----- Texte cité

Une pièce musicale qui nous dévoile l’émerveillement et la beauté qu’offrent l’observation et l’écoute de la nature à partir du talent d’imiter les oiseaux. À l’origine, deux copains d’enfance, natifs de la baie de Somme. Ils se découvrent un don pour l’imitation des chants d’oiseaux, don qu’ils développent, jusqu’à devenir des artistes reconnus. Leurs recherches les ont conduits à s’associer à Pierre Hamon, spécialiste de la musique ancienne et curieux de toutes les musiques traditionnelles. Ils se sont notamment rendus avec lui en Amérique du Sud, où ils ont expérimenté un instrumentarium extraordinaire : os de vautour, mâchoire d’âne, lithophone, conque, flûte en bambou… Les deux amis et le musicien ont décidé de reconstituer le voyage du jeune Darwin sur le Beagle, dont il tirera sa théorie de l’évolution. De la Cordillère des Andes au Brésil, ce spectacle est un merveilleux voyage sensoriel autour du monde, un émerveillement !

Une plongée sensible et onirique dans l’intimité d’un couple à différents moments de leur vie, de l’enfance à l’âge adulte. Anna Bouguereau livre ici un texte palpitant sur l’amour qui unit deux êtres depuis l’enfance. Un amour sans concession, qui se bat âprement pour rester à la hauteur de l’absolu. Ce qui ne va pas sans risque. La passion, la peur du temps qui passe, le quotidien qui use, l’injonction sociale de la réussite, ils sont terriblement actuels et universels. Ce sont des fragments de vies choisis qui questionnent : qu’est-ce que c’est être intime avec quelqu’un ? Comment l’endroit de la plus grande tendresse peut être aussi celui de la plus grande cruauté ? L’écriture nous renvoie à nos propres mesquineries et nos trop grands espoirs, avec un humour acide et bienveillant.

----------
----- Contenu des données

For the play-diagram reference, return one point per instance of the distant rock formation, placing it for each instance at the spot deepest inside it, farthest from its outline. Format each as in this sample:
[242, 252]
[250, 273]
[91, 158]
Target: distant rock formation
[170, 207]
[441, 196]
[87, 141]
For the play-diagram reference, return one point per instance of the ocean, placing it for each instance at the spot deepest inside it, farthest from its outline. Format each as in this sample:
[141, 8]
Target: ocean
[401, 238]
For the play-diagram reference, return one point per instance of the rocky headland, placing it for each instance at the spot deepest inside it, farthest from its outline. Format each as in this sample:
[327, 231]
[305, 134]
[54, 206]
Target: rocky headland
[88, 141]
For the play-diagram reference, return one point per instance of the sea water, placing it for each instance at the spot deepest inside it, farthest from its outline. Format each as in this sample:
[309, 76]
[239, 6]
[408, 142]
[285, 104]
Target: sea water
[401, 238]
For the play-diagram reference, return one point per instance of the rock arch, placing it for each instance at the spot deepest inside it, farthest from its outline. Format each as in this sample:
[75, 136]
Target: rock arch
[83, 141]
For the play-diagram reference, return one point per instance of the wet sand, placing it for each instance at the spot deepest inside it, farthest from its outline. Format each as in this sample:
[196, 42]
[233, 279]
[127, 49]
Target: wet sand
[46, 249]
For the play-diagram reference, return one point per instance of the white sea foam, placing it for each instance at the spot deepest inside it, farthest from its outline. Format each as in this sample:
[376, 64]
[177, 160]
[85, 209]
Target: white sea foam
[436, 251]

----------

§ Travail demandé:
D'après le texte cité, quel voyage les deux amis d'enfance et le musicien ont-ils décidé de reconstituer ?

§ Résultat de l'exercice:
Le voyage du jeune Darwin sur le Beagle.